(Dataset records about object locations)
┌────────
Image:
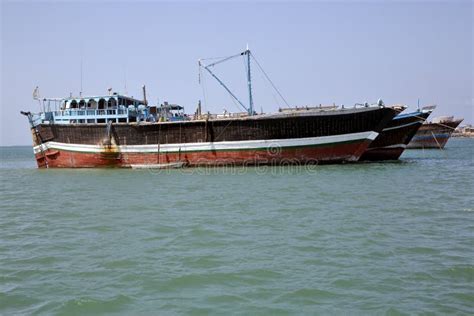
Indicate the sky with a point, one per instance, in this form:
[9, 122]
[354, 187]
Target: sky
[342, 52]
└────────
**Objective:** Convert all of the data above into a JSON list of strings, with one string for each line. Omit blank lines and the pictures.

**Final result:**
[
  "Image:",
  "Indicate the sky with a point, one per instance, in this form:",
  "[9, 122]",
  "[354, 187]",
  "Target: sky",
  "[342, 52]"
]